→ Task: Please copy the listing below line for line, with the pictures left out.

____ Supplied records

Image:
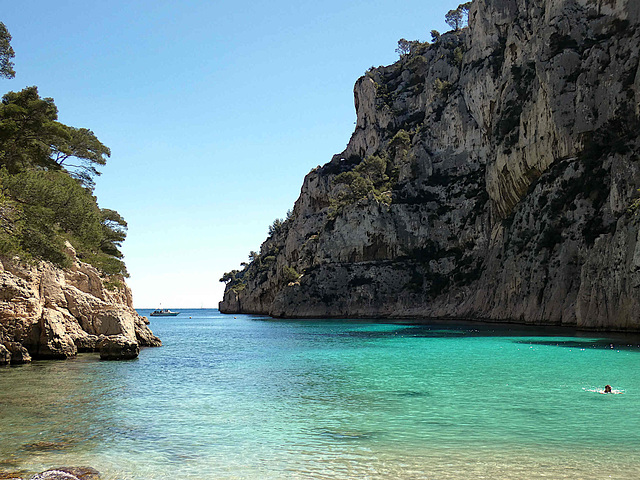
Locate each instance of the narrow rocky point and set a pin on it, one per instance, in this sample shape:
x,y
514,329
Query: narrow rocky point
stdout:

________

→ Solution to the exercise:
Image:
Locate each instance of the narrow rocky point and set a pin on it, one per instance, in this sample shape:
x,y
514,329
Query: narrow rocky point
stdout:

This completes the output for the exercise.